(Exercise requirements):
Retype the part of the Peter Jennings story from "And then he" to "my new word.".

(Text under study):
- Opening Delimiter -

Peter Jennings followed me to work one day. I had no idea he was trailing me until I was pushed with great force through the heavy revolving door of my office building and spit out on the other side where the security guard sat with a wide smile, only he wasn’t smiling at me. I looked behind me and there he stood in blue jeans and a crisp white shirt, his dry cleaning draped in plastic, flung over his back. Here before me was a man who’s forehead perspiration served as a natural styling product. He raked his fingers through his hair depositing his spring day sweat in even streaks and apologized for having pushed me so hard through the revolving door. He said something like this:
I don’t know my own strength.
And then he gave a laugh, nodded to the security guard and went on his way to the studio that was located on the ground floor of my office building. How does Peter Jennings not know his own strength, I thought, he wears khaki pocketed vests in combat zones and hurricanes and he stoicly reports the most devastating news to the entire world. This couldn’t be possible.
So just like one day you read a new word and someone tells you what it means, and the day after that you see the same word or hear it twice, and then the day after that you read it three times and have reason to say it once, and you wonder if this word had been a part of your life every day since the day you were born but for some reason you were blocking it or you weren’t ready for it’s true meaning, no matter how benign, I began running into Peter Jennings all the time. He became my new word.

- Closing Delimiter -

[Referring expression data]
- Opening Delimiter -

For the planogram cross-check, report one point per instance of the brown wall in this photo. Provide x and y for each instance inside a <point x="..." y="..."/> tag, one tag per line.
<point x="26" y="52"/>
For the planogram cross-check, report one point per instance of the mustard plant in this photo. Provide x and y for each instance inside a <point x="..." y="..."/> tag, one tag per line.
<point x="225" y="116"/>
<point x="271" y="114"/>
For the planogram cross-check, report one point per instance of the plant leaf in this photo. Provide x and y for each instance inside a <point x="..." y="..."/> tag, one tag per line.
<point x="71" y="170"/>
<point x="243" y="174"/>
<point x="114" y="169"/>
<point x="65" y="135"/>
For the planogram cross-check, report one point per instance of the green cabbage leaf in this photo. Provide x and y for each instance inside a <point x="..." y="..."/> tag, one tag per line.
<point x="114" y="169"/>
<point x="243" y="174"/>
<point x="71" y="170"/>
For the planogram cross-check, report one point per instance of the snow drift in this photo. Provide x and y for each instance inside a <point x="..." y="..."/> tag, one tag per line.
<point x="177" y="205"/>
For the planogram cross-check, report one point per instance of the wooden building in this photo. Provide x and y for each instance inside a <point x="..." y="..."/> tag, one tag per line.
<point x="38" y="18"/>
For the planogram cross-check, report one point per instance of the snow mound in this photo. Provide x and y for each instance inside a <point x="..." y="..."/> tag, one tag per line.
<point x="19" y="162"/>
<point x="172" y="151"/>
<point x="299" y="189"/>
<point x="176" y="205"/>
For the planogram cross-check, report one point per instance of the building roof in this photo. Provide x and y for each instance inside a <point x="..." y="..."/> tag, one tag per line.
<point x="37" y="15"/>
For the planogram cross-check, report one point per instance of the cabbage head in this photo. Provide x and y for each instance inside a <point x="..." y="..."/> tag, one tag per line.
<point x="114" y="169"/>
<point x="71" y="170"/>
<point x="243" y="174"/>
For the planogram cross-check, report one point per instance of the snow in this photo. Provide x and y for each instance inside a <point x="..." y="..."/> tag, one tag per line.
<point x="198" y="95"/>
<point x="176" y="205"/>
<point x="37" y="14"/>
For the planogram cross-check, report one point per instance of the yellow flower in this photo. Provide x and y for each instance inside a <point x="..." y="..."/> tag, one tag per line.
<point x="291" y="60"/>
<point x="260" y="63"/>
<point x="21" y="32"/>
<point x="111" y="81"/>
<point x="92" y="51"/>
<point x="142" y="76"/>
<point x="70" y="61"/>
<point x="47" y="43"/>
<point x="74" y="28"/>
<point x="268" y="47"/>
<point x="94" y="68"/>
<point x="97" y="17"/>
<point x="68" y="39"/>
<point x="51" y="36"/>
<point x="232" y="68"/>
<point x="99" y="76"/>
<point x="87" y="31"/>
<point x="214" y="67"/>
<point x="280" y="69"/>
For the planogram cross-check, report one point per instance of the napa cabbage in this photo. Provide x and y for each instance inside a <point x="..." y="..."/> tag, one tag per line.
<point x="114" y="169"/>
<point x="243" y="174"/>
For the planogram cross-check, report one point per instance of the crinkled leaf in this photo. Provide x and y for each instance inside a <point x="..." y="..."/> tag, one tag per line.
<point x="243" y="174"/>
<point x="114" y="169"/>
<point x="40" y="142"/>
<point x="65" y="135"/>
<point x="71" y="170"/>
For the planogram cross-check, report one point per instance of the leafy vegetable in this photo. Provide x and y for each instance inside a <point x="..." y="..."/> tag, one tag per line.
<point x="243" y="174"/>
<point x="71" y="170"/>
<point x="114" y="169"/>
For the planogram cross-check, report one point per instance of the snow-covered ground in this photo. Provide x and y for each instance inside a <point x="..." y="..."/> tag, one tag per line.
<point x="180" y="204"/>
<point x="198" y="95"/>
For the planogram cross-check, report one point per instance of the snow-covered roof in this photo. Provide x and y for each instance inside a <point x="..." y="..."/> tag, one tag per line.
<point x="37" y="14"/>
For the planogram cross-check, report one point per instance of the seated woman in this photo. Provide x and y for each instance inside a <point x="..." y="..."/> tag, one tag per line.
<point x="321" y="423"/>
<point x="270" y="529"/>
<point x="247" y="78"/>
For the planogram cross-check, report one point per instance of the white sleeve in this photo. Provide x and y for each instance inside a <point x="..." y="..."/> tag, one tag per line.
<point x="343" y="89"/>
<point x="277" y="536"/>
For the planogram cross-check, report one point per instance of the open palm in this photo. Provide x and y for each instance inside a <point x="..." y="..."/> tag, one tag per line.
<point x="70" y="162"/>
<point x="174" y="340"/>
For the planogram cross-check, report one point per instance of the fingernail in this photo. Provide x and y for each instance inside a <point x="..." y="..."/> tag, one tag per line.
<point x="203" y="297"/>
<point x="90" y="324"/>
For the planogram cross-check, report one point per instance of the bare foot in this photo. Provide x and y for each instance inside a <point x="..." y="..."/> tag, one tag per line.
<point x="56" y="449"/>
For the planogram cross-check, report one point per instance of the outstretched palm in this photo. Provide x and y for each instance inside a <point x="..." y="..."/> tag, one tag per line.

- Closing Delimiter -

(Task output):
And then he gave a laugh, nodded to the security guard and went on his way to the studio that was located on the ground floor of my office building. How does Peter Jennings not know his own strength, I thought, he wears khaki pocketed vests in combat zones and hurricanes and he stoicly reports the most devastating news to the entire world. This couldn’t be possible.
So just like one day you read a new word and someone tells you what it means, and the day after that you see the same word or hear it twice, and then the day after that you read it three times and have reason to say it once, and you wonder if this word had been a part of your life every day since the day you were born but for some reason you were blocking it or you weren’t ready for it’s true meaning, no matter how benign, I began running into Peter Jennings all the time. He became my new word.